- **Exercise set**
A. Answer these questions using the passage on the coaxial cable fastener member, each on its own line:
(i) What shape is surface feature 69 shown as?
(ii) Which part of the fastener member may extend an axial distance?
(iii) What does the fastener member touch or reside close to when it is compressed into sealing position?
B. From the passage on the coaxial cable fastener member, list every rigid material named as one the fastener member may be formed of.
C. Continue the passage on the coaxial cable fastener member, starting after its final sentence.

- **Document**
** BEGIN **
Although the surface feature 69 is shown as an annular detent, it
may have various shapes and sizes such as a ridge, notch,
protrusion, knurling, or other friction or gripping type
arrangements. The second end 62 of the fastener member 60 may
extend an axial distance so that, when the fastener member 60 is
compressed into sealing position on the coaxial cable 100, the
fastener member 60 touches or resides substantially proximate
significantly close to the coupling element 30. It should be
recognized, by those skilled in the requisite art, that the
fastener member 60 may be formed of rigid materials such as metals,
hard plastics, polymers, composites and the like, and/or
combinations thereof. Furthermore, the fastener member 60 may be
manufactured via casting, extruding, cutting, turning, drilling,
knurling, injection molding, spraying, blow molding, component
overmolding, combinations thereof, or other fabrication methods
that may provide efficient production of the component.
** END **
- **Information supplied**
** BEGIN **
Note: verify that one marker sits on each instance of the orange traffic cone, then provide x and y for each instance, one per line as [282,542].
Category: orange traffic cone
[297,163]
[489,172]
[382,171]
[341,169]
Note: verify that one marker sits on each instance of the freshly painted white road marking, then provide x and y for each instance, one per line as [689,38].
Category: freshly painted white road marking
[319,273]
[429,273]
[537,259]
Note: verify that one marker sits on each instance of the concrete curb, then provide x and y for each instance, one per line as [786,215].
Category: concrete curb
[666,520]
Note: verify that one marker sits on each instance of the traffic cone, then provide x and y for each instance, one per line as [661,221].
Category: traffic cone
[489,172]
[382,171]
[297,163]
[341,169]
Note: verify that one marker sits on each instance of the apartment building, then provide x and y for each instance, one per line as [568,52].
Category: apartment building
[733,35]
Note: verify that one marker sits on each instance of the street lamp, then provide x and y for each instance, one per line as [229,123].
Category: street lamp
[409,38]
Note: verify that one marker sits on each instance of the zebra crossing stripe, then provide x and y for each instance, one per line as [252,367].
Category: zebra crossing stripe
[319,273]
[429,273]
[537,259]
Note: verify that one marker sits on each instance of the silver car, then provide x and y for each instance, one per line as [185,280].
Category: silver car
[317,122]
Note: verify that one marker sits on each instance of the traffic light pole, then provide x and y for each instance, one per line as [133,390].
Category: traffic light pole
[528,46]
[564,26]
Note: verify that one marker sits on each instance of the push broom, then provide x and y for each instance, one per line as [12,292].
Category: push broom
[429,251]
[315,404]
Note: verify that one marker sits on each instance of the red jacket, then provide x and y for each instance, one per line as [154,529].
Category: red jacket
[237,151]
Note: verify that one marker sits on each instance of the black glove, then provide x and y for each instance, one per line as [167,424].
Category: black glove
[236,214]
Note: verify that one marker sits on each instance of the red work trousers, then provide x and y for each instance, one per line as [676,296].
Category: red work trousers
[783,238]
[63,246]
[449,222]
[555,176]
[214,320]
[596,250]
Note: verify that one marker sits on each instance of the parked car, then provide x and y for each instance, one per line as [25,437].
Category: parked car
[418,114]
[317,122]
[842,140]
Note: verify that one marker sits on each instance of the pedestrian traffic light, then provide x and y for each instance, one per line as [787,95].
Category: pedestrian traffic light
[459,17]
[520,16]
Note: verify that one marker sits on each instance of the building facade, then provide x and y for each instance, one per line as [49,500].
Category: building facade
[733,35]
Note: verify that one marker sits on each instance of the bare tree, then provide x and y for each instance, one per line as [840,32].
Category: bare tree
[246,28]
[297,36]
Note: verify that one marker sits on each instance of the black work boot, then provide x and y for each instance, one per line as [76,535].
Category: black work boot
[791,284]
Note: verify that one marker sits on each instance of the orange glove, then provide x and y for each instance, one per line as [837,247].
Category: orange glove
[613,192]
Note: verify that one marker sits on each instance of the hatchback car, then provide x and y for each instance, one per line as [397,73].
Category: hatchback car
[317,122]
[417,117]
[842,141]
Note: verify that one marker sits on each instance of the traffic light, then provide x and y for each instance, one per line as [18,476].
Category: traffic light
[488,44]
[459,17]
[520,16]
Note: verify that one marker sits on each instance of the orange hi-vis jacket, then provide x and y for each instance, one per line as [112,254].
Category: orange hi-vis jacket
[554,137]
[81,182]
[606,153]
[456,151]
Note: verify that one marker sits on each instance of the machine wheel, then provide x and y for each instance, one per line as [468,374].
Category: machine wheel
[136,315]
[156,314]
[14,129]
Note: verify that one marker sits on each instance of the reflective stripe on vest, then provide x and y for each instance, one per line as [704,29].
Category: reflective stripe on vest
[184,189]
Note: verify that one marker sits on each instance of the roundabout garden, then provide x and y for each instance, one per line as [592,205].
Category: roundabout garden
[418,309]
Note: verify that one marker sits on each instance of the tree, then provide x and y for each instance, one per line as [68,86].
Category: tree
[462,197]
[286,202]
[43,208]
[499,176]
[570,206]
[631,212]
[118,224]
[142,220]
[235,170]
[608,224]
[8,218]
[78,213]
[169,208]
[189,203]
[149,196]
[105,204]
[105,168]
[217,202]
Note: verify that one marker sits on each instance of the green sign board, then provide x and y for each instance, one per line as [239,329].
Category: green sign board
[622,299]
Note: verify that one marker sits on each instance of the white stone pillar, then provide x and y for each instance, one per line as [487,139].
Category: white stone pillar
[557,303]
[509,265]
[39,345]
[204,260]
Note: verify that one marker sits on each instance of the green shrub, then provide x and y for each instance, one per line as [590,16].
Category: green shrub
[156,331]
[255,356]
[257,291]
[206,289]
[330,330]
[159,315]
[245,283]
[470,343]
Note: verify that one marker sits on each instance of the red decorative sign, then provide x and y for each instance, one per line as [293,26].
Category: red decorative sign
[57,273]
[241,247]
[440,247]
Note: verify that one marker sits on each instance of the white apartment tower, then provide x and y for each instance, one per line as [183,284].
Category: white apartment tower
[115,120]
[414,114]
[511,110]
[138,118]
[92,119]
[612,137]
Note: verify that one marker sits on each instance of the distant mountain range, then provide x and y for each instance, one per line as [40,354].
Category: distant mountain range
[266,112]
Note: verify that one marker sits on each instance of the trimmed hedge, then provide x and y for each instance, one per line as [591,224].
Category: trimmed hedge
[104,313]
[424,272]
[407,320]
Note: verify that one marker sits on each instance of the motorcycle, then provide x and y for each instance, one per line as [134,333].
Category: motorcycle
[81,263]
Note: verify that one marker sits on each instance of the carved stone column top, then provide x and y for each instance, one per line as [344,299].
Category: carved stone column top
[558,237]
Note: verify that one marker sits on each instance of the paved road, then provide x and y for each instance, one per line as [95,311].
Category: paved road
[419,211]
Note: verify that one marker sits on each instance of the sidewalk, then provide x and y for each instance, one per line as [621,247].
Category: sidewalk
** END **
- **Set of answers**
A.
(i) An annular detent
(ii) The second end 62
(iii) The coupling element 30

B. Metals, hard plastics, polymers, composites

C.
[0033] Referring back to FIG. 1, embodiments of a coaxial cable
connector 100 can include a biasing member 70. The biasing member
70 may be formed of a non-metallic material to avoid rust,
corrosion, deterioration, and the like, caused by environmental
elements, such as water. Additional materials the biasing member 70
may be formed of may include, but are not limited to, polymers,
plastics, elastomers, elastomeric mixtures, composite materials,
rubber, and/or the like and/or any operable combination thereof.
The biasing member 70 may be a resilient, rigid, semi-rigid,
flexible, or elastic member, component, element, and the like. The
resilient nature of the biasing member 70 may help avoid permanent
deformation while under the torque requirements when a connector
100 is advanced onto an interface port 20.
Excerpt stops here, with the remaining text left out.